PROVIDED PASSAGE —
***

The world is not ours to manipulate with time and good counseling, self-help books and mind strategies that walk us through unbarrable impossibilities…

Life is a surrender to the waves. It is a melting into the path God has layed out for us. It is a waiting and resting IN His goodness laced within even difficult circumstances.

We either own this life or let God lead us. We either rage against the injustice of it all or we bow to our Heavenly Father and give Him control of things we don’t understand.

And yet, when we control, a ceiling gets placed on us. Grief has walls and sharp edges. It limits us in our thinking and ability to function day to day.

Yet, in the surrender we are free.

Arms wide out open to experience the morning breeze, the gusting winds, and the torrent, with grace, as He carries us from season to season.

We stop becoming in charge. We stop trying to be saviors. And we give up and let go and become captive unto another and the wild seas and endless skies stop becoming a playground for our feelings.

And we shatter all the walls placed on us in expectation.

We wipe the slate of our minds and let grace into our own individual stories.

***

ENTRIES SUPPLIED —
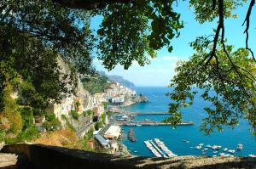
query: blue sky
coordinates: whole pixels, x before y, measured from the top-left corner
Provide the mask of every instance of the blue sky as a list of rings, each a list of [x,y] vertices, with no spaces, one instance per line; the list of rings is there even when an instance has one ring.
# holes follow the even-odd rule
[[[181,19],[184,22],[184,28],[181,30],[181,36],[177,39],[172,40],[173,51],[169,53],[167,49],[162,48],[158,51],[157,58],[151,61],[151,64],[145,66],[139,66],[136,62],[129,70],[124,70],[118,65],[111,71],[108,71],[102,65],[100,60],[95,59],[94,65],[97,70],[104,70],[108,75],[118,75],[132,82],[136,86],[161,86],[169,84],[171,78],[175,75],[174,68],[177,60],[185,60],[193,54],[189,42],[196,37],[210,35],[212,28],[216,28],[216,21],[200,25],[195,20],[194,11],[189,8],[188,1],[178,1],[178,6],[174,7],[175,10],[181,14]],[[238,19],[228,19],[225,23],[225,37],[228,43],[235,48],[245,47],[245,27],[242,22],[246,16],[248,4],[237,8],[233,14],[238,14]],[[256,8],[256,7],[254,7]],[[253,10],[254,9],[254,10]],[[253,8],[251,14],[250,24],[250,46],[256,50],[256,8]],[[97,29],[102,18],[96,16],[91,20],[91,26]],[[254,48],[253,47],[254,46]],[[256,53],[256,52],[255,52]]]

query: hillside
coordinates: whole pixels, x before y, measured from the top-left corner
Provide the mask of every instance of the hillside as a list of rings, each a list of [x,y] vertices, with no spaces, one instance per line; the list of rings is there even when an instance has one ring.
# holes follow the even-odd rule
[[[135,85],[134,85],[133,82],[131,82],[130,81],[125,79],[124,77],[122,77],[120,76],[107,75],[104,71],[99,71],[99,74],[102,75],[102,76],[107,76],[109,79],[109,81],[121,83],[125,87],[127,87],[131,88],[131,89],[135,88]]]

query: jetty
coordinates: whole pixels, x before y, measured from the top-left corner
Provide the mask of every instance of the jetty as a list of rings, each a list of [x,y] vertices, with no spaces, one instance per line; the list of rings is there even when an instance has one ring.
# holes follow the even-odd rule
[[[156,157],[162,157],[162,155],[153,147],[151,143],[148,141],[144,141],[146,146],[148,148],[148,149]]]
[[[172,153],[164,144],[164,142],[160,141],[159,138],[154,138],[153,140],[144,141],[146,146],[148,149],[156,157],[165,157],[171,158],[177,156],[174,153]]]
[[[122,115],[126,115],[128,116],[136,116],[136,115],[170,115],[169,112],[132,112],[132,111],[125,111],[121,112]]]
[[[170,122],[161,122],[161,121],[119,121],[119,125],[123,126],[169,126]],[[190,126],[194,125],[193,121],[183,121],[177,124],[177,126]]]
[[[134,134],[134,130],[130,128],[129,132],[128,132],[128,139],[131,142],[136,142],[136,138],[135,138],[135,134]]]

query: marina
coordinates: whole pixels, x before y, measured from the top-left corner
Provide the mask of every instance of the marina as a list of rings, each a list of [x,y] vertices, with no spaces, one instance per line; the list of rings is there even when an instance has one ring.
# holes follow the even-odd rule
[[[131,142],[136,142],[136,138],[134,134],[134,130],[130,128],[128,132],[128,139]]]
[[[147,140],[147,141],[144,141],[144,143],[146,144],[146,146],[149,149],[149,150],[154,155],[154,156],[165,157],[165,158],[177,156],[177,155],[172,153],[165,145],[164,142],[160,141],[159,138],[154,138],[154,141]]]
[[[158,122],[158,121],[119,121],[119,125],[122,126],[170,126],[171,123],[169,122]],[[177,124],[177,126],[190,126],[194,125],[192,121],[183,121]]]

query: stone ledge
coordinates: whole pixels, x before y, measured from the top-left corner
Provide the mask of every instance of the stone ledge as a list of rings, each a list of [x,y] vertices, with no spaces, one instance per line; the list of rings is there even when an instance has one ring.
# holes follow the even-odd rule
[[[27,157],[35,169],[84,168],[256,168],[256,159],[247,157],[179,156],[172,159],[122,157],[42,144],[5,145],[3,153]]]

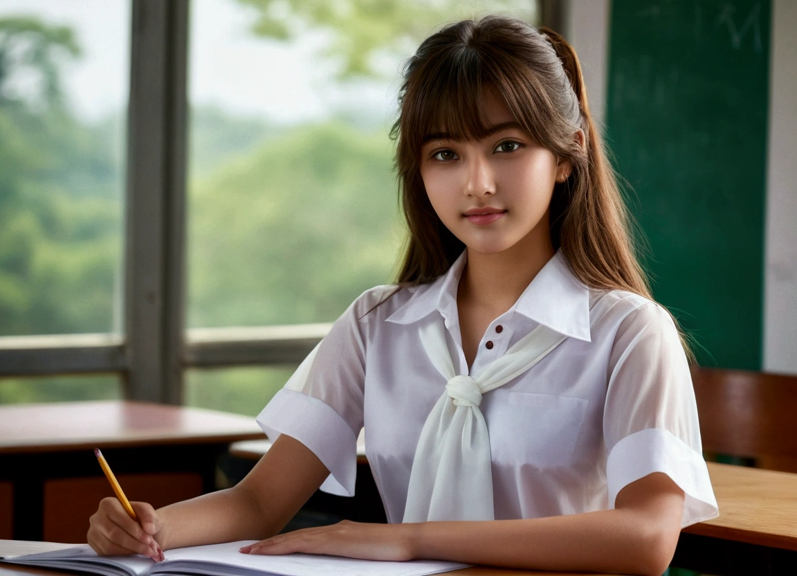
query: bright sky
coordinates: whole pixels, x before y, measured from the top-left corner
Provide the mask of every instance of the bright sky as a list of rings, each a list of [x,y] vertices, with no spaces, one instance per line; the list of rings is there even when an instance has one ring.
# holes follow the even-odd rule
[[[395,106],[396,80],[333,82],[333,70],[316,56],[323,37],[291,44],[256,37],[249,31],[253,9],[235,0],[194,0],[191,10],[189,95],[194,105],[281,124],[322,118],[342,108],[387,120]],[[80,116],[100,118],[124,105],[129,0],[0,0],[0,18],[23,14],[76,30],[83,56],[65,67],[64,81]],[[398,65],[388,64],[396,77]]]

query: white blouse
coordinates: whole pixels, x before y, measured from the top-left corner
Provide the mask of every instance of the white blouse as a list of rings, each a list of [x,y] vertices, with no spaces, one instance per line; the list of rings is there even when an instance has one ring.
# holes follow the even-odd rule
[[[476,377],[543,324],[567,339],[480,406],[495,518],[614,507],[623,487],[657,471],[685,493],[682,527],[717,516],[689,366],[666,310],[585,286],[559,251],[490,324],[469,371],[457,310],[465,263],[463,253],[434,282],[358,298],[257,416],[269,437],[304,444],[330,471],[321,489],[351,496],[364,426],[387,519],[401,522],[421,429],[446,386],[419,327],[442,322],[455,368]]]

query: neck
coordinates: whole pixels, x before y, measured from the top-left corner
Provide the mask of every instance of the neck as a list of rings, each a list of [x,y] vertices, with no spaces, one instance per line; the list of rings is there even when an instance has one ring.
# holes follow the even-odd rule
[[[457,301],[492,309],[496,315],[503,314],[517,302],[555,253],[548,235],[544,241],[520,241],[494,254],[480,254],[469,248]]]

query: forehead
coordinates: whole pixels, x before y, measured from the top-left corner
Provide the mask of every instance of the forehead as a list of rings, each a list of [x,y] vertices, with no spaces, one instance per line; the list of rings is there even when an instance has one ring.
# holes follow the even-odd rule
[[[485,90],[481,98],[471,99],[472,105],[463,109],[453,105],[453,112],[438,102],[437,114],[432,115],[423,131],[424,144],[434,140],[483,140],[498,130],[520,128],[504,100],[493,90]]]

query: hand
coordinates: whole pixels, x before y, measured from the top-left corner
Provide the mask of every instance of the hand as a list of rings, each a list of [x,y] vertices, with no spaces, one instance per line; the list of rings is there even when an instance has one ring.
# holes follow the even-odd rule
[[[86,539],[100,556],[126,556],[140,554],[155,562],[164,559],[163,550],[155,539],[163,521],[146,502],[132,502],[139,522],[132,519],[116,498],[104,498],[97,511],[88,519]]]
[[[304,552],[365,560],[412,560],[413,524],[367,524],[344,520],[332,526],[280,534],[241,549],[244,554]]]

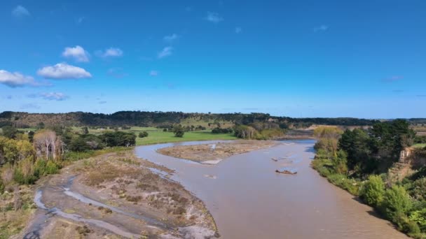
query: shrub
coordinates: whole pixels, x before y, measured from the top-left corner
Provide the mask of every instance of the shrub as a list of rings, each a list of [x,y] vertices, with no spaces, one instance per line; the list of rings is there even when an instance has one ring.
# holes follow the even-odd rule
[[[45,175],[46,165],[47,162],[44,159],[38,159],[34,164],[34,176],[39,178],[41,176]]]
[[[167,131],[167,129],[166,129],[166,131]],[[148,137],[148,132],[143,131],[143,132],[140,132],[139,133],[139,138],[145,138],[145,137]]]
[[[53,161],[49,160],[46,165],[46,174],[55,174],[59,172],[59,166]]]
[[[426,208],[411,212],[409,218],[417,223],[422,231],[426,231]]]
[[[0,194],[4,192],[4,184],[3,184],[3,180],[0,178]]]
[[[399,214],[406,214],[411,206],[411,199],[404,187],[394,185],[386,189],[381,209],[390,220],[395,222],[396,216]]]
[[[362,200],[372,207],[377,207],[383,201],[385,183],[380,176],[371,175],[362,187],[360,196]]]
[[[426,200],[426,178],[418,179],[413,182],[410,194],[416,200]]]

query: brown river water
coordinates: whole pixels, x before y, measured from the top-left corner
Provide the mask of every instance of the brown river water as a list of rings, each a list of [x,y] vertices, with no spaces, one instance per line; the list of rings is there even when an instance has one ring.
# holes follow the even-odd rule
[[[216,142],[140,146],[135,152],[141,158],[176,170],[172,179],[205,203],[221,238],[408,238],[310,168],[314,140],[282,141],[216,165],[156,152],[164,147]],[[285,159],[274,161],[273,157]],[[283,167],[298,173],[275,173]]]

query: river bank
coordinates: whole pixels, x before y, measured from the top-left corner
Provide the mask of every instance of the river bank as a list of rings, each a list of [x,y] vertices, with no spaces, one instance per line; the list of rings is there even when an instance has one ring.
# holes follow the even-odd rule
[[[171,178],[205,202],[222,238],[407,238],[376,217],[371,207],[330,184],[310,168],[315,140],[277,143],[215,165],[179,160],[157,152],[206,142],[137,147],[135,152],[174,169]],[[282,166],[297,170],[297,175],[275,173]]]
[[[39,184],[39,210],[22,236],[213,238],[213,218],[172,171],[132,151],[84,159]]]
[[[270,147],[276,144],[276,141],[270,140],[240,140],[167,147],[160,148],[157,152],[175,158],[188,159],[202,164],[216,164],[233,155]]]

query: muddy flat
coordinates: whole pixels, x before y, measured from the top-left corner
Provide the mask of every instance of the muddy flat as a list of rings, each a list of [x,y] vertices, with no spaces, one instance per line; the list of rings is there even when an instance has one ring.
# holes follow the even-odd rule
[[[275,146],[234,154],[216,165],[158,152],[163,147],[216,143],[141,146],[135,151],[140,157],[175,170],[172,179],[205,202],[221,238],[408,238],[310,167],[315,140],[278,141]],[[298,173],[275,173],[282,167]]]
[[[23,238],[218,236],[203,203],[172,173],[131,150],[76,162],[39,183],[39,210]]]
[[[276,144],[276,141],[270,140],[235,140],[167,147],[157,152],[175,158],[215,164],[231,156],[270,147]]]

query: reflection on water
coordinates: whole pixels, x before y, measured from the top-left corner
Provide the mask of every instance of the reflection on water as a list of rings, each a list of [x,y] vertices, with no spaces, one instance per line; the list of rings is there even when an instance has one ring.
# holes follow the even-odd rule
[[[156,152],[175,145],[217,142],[141,146],[135,152],[176,170],[172,179],[205,202],[222,238],[407,238],[310,167],[314,140],[283,141],[217,165],[188,164]],[[272,157],[287,159],[274,161]],[[284,163],[296,168],[297,175],[275,173]]]

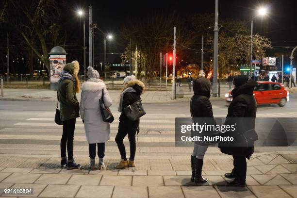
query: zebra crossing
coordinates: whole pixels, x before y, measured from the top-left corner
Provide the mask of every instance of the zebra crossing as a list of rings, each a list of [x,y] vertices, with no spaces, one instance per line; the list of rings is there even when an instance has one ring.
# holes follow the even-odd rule
[[[214,106],[214,116],[224,117],[227,109]],[[112,111],[115,117],[111,124],[111,138],[106,143],[106,156],[110,158],[119,157],[118,148],[115,142],[117,132],[120,113],[116,107]],[[216,114],[216,112],[220,114]],[[176,117],[189,117],[189,114],[168,114],[162,111],[150,112],[141,118],[140,133],[137,142],[137,154],[139,158],[183,159],[188,158],[192,151],[191,147],[176,147],[175,144],[175,122]],[[267,113],[260,110],[257,116],[297,117],[297,112],[280,113]],[[13,125],[0,130],[0,154],[13,155],[46,155],[60,156],[60,141],[62,127],[54,122],[54,111],[37,112],[30,114],[29,117],[19,121]],[[128,137],[124,140],[129,156]],[[80,118],[77,119],[74,151],[75,156],[88,156],[88,147],[85,140],[84,125]],[[215,147],[210,148],[208,156],[219,155]]]
[[[115,139],[117,132],[120,113],[117,112],[116,109],[112,109],[115,120],[111,123],[111,137],[106,144],[105,156],[118,158],[119,153]],[[11,127],[0,130],[0,154],[59,156],[62,126],[54,123],[54,114],[53,111],[39,113],[35,116],[16,123]],[[175,120],[177,116],[190,116],[148,113],[141,118],[140,131],[136,143],[138,158],[188,158],[193,148],[175,146]],[[124,143],[129,156],[128,136],[124,139]],[[75,156],[88,156],[84,125],[80,118],[77,119],[74,145]],[[217,150],[210,149],[209,152],[216,152]]]

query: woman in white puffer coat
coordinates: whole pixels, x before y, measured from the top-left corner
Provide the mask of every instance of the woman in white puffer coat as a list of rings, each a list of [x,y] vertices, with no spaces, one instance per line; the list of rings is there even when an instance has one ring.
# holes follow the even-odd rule
[[[110,127],[109,123],[104,122],[100,112],[99,99],[103,90],[103,99],[105,106],[110,107],[113,104],[106,89],[106,86],[99,78],[99,73],[88,67],[88,81],[82,84],[81,98],[81,117],[84,124],[85,137],[89,144],[90,168],[95,169],[96,144],[98,146],[99,164],[98,168],[104,168],[103,157],[105,142],[109,140]]]

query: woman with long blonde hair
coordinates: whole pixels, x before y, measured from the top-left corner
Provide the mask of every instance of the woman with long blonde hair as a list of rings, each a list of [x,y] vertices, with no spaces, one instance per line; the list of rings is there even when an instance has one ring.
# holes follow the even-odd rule
[[[67,63],[59,79],[58,99],[60,101],[61,118],[63,123],[63,133],[61,140],[61,166],[67,165],[71,170],[79,168],[80,165],[73,159],[73,137],[75,121],[80,116],[80,103],[76,93],[80,92],[80,81],[78,74],[80,65],[77,61]],[[68,160],[66,156],[66,148]]]

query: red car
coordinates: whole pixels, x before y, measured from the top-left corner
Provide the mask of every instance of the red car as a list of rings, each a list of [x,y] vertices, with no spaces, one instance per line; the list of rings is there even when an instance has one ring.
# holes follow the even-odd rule
[[[289,91],[282,84],[270,82],[257,82],[254,88],[254,96],[258,104],[278,104],[283,107],[290,99]],[[231,92],[226,94],[225,99],[227,102],[232,101]]]

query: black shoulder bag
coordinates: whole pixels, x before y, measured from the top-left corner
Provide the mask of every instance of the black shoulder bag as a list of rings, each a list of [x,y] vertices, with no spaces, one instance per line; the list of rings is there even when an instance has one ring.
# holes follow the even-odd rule
[[[114,116],[111,113],[111,111],[109,108],[105,106],[104,104],[104,94],[103,92],[104,89],[102,90],[102,94],[101,98],[99,99],[99,105],[100,106],[100,111],[101,112],[101,115],[102,118],[104,122],[112,123],[115,120]]]
[[[146,113],[142,106],[141,100],[139,99],[135,101],[132,94],[129,92],[128,93],[131,96],[134,102],[124,108],[123,109],[123,112],[129,119],[132,121],[135,121],[142,116],[146,115]]]
[[[59,125],[62,125],[63,124],[63,122],[61,119],[61,116],[60,115],[60,110],[58,109],[58,104],[59,104],[59,95],[58,95],[58,92],[57,92],[57,108],[56,108],[56,114],[55,115],[55,122],[56,124]]]

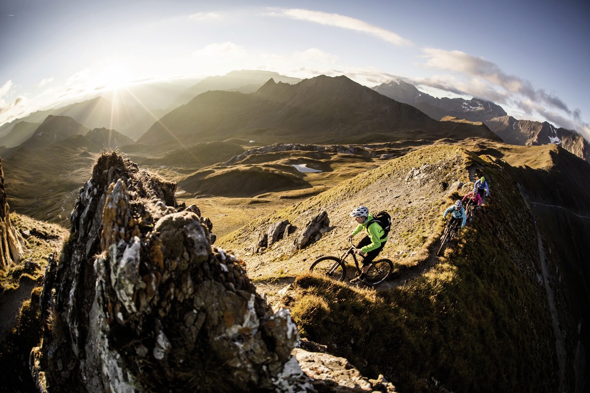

***

TASKS —
#1 Write out the reflection on surrender word for word, starting at "Yet, in the" and ending at "season to season.".
#2 Continue the reflection on surrender from its last sentence.
The records come from a different source than the reflection on surrender.

ANSWERS FOR THE EXERCISE —
#1
Yet, in the surrender we are free.

Arms wide out open to experience the morning breeze, the gusting winds, and the torrent, with grace, as He carries us from season to season.

#2
We give over the paper and give God the pen to write on us with grief or sorrow, unexplanable joy or endless love that melts to the core of our being. Knowing…

He will never let us go.

We are whole the moment we see the chocolate candy bars and melt into that spot of being a little girl, ages 8, walking to 7-11 to buy the dad who just passed, his first candy bar for Christmas.

And then, we are free, to explore every past Christmas, where pennies weren’t needed, and yet, we wrap ever so carefully that same chocolate bar with almonds, put it under the tree and write…

Love: Your Little Girl

Who says, death is the end to life? Could it be perhaps, just the beginning?

Who says, a few years of our life, can define us completely, can handicap us indefinitely…

Isn’t God bigger than a diagnosis? Than labels? Than grief that tries to swallow us in the isles of the grocery store, when we least expect it?

Who says we are limited, by age, by geography, in opportunties?

If God has planted us, doesn’t He have a purpose for us? If He has left us here, didn’t He already make a way and create a destiny for us that only we can fulfill?

If life is limited, why do so many supercede the unexpected? Leap past the lame walls put around them? Climb over so tenaciously the condemning words labeled on them by others who don’t understand?

Isn’t faith wild and beyond what even we could imagine?

If we could do life independently then why would we call it faith? Why would we need a savior? How might we believe in the impossible when things don’t go our way.

The isle in the grocery store almost crippled me. But then, my mind shifted on the way home.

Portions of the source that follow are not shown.